## Task to complete
Pick up the news piece on Portugal's plan to tax cryptocurrency and continue it from its final sentence.

## Passage shown
## BEGIN
Portugal intends to close a legal loophole that currently prevents the taxation of virtual assets and has made the country particularly attractive to cryptocurrency investors, Portugal's finance minister said on Thursday.

"The government intends to legislate on this matter, we are not going to maintain this vacuum," Fernando Medina said at a press conference in Lisbon.

The government wants to present "as soon as possible" a new legal framework that ensures a balance between tax "fairness" and the country's international "competitiveness," Medina added.

Portugal is currently one of the few countries in Europe where cryptocurrency transactions are not subject to taxation because they are not considered currencies or financial assets, according to a notice issued by the Portuguese tax authorities in 2016 which is still in force.

Individuals do not have to pay VAT or capital gains taxes on their purchases and sales of crypto assets, and only professional activities paid in crypto are taxed.

Bitcoin used to buy Portuguese property

While new tax rules are yet to be officially introduced, cryptocurrency investments continue to gain ground in the country, particularly in the real estate sector with the first sale of property paid for in Bitcoin without conversion to euros being completed in early May.
## END
## Entries
## BEGIN
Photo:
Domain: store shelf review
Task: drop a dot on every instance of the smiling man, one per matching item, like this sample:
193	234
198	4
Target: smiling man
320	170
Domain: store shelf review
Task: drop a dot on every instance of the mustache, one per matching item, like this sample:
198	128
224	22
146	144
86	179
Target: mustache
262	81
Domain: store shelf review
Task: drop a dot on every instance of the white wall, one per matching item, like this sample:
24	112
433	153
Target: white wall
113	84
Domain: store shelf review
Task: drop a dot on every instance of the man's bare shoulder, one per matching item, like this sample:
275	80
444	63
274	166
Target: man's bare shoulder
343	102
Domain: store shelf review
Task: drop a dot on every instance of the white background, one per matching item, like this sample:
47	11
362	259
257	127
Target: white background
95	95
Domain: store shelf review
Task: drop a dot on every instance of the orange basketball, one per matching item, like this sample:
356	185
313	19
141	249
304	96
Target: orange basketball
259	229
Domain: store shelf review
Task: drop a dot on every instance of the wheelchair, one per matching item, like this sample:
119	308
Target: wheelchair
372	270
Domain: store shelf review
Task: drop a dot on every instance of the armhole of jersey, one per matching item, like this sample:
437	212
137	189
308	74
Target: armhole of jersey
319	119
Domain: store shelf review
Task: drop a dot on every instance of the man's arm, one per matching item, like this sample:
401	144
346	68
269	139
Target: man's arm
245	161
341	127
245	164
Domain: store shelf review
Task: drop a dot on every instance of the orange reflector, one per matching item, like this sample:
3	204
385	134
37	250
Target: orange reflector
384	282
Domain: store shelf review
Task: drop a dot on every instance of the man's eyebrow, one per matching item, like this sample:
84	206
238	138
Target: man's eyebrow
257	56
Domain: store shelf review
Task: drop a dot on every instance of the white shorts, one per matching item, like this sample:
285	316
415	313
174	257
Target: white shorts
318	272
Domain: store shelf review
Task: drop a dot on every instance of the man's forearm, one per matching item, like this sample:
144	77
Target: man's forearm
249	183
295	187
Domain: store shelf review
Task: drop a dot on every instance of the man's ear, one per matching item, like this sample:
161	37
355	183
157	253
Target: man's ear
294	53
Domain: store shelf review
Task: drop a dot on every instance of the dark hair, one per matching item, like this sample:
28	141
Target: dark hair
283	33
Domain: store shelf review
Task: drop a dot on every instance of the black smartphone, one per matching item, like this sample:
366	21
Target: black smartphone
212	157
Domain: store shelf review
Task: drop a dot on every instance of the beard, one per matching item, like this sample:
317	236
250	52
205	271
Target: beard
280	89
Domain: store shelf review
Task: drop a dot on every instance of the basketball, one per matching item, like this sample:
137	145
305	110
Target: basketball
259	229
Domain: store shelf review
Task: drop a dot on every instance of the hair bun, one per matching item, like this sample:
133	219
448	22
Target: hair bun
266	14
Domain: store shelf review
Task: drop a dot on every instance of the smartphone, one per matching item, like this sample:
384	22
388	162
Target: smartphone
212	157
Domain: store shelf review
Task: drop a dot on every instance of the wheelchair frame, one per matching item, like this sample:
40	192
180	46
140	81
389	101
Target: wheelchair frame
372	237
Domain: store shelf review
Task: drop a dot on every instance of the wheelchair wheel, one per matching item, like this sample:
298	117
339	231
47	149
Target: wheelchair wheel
## END
## Answer for this exercise
The transaction is unprecedented in Portugal and Europe, according to real estate agency Zome, the intermediary in the sale. 

The three-bedroom apartment, which was worth €110,000, was sold for 3 Bitcoins in Braga, a major city in northwest Portugal.

Made possible "thanks to a new regulation by the Order of Notaries approved at the end of April," cryptocurrency real estate transactions must be preceded by a "more extensive" verification procedure than in a traditional sale, in order to "check the source of funds under the law on money laundering", Zome spokesman Carlos Santos told AFP.

The agency, which has launched a portal with some 3,000 properties with prices displayed in Bitcoin, sees new opportunities for development despite a volatile crypto market that has plummeted in recent weeks.